Extract to read:
Here’s how five UC Davis students are fighting climate change through daily actions

Here’s how five UC Davis students are fighting climate change through daily actions

Photo Credits: Quinn Spooner / Aggie.

Amid climate crisis, UC Davis students do their part to lessen their ecological footprints

In an article published by the Wall Street Journal from Jan. 15, 2020, scientists from NASA and the U.S. National Oceanographic and Atmospheric Administration (NOAA) confirmed that 2019 was the second warmest year to date, and the 2010s was the warmest decade in history. 

These increasing global temperatures, in conjunction with intensifying wildfires and natural disasters throughout the world, are indicative of the very real and imminent effects of the global climate crisis. Despite the bleak context climate change is often presented in in the news, there are huge strides being made — ranging from actions by huge corporations to individuals all aiming to mitigate the effects of climate change. 

It was recently announced that UC Davis had, for the third year in a row, ranked as the No. 1 “most sustainable” university in the country. The university emphasizes sustainability, and places huge value on reducing waste in the dining commons across campus, decreasing the ecological footprints of its buildings through LEED certification and providing education and resources for diverting waste on campus and in the community. This drive for sustainability has had an impact on students, who are also trying to make a difference both on campus and in the world.

One resource that helps fellow climate change abolitionists connect is the UC Davis Strategies for Ecology, Education, Diversity and Sustainability (S.E.E.D.S.). According to Gautam Mathur, a fourth-year environmental science and management major and co-president of S.E.E.D.S., the club tries to promote ecological science, especially within marginalized communities. Mathur and Shona Paterson, third-year environmental science and management major and S.E.E.D.S. grant writer, believe the Davis community is economically aware and aims to be sustainable.

Supplied data:
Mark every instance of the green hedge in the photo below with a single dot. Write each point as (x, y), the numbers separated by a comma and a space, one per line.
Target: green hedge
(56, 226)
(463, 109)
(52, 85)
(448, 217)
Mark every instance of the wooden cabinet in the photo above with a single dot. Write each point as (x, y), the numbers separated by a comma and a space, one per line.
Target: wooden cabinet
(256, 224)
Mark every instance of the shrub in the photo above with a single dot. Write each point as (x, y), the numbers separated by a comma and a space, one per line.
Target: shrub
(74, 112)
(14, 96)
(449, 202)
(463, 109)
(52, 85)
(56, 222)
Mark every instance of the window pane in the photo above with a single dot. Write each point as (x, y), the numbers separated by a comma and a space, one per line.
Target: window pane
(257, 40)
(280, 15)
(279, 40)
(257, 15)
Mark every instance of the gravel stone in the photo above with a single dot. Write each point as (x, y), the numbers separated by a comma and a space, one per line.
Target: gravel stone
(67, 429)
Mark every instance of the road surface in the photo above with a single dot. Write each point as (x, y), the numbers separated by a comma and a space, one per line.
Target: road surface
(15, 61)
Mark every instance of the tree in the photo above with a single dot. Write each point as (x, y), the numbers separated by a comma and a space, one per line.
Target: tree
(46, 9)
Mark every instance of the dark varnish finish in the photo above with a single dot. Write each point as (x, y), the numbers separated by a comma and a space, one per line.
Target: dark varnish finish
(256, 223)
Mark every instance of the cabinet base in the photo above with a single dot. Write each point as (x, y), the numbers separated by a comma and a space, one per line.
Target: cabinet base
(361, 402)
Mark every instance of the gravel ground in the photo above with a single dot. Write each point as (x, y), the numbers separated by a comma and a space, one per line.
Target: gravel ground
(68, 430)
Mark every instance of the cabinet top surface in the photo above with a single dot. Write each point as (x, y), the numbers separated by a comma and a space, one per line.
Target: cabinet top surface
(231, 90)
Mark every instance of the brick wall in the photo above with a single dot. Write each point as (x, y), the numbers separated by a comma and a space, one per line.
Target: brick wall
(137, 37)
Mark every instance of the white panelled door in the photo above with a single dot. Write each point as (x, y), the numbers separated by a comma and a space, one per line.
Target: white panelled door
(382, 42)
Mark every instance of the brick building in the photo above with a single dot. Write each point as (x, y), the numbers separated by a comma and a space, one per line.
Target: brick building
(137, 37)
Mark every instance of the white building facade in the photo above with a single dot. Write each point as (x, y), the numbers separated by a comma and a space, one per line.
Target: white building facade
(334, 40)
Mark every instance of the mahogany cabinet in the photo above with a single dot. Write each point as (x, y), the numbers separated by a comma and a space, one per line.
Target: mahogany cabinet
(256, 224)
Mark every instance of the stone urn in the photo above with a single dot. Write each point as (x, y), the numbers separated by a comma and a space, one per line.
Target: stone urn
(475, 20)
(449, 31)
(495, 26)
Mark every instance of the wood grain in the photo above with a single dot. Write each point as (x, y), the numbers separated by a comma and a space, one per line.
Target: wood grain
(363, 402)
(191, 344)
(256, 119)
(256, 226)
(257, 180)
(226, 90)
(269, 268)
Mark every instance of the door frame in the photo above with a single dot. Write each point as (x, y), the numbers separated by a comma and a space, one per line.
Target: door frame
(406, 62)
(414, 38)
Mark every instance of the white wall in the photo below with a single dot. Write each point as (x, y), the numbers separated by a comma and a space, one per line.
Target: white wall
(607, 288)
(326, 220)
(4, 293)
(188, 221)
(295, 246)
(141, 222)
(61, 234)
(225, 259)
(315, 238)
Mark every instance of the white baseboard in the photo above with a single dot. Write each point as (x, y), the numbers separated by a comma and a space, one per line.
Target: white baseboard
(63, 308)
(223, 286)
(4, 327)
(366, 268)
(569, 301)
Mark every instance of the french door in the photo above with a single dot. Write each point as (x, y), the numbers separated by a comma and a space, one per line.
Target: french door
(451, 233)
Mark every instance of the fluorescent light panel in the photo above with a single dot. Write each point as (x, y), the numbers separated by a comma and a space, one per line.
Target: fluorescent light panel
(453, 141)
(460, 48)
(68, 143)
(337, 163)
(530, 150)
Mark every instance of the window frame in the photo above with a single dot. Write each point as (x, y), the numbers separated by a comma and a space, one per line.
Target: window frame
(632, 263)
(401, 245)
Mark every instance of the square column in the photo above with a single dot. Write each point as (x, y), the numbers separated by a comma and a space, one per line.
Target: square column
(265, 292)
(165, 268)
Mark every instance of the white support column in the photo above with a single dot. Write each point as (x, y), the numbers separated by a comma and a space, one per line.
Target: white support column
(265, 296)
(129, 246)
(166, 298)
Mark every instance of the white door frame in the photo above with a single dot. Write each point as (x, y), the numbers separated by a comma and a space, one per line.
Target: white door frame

Assignment: In the UC Davis climate article, what ranking did UC Davis earn for the third year in a row? The listing has no connection to the UC Davis climate article.

Output: It ranked as the No. 1 "most sustainable" university in the country.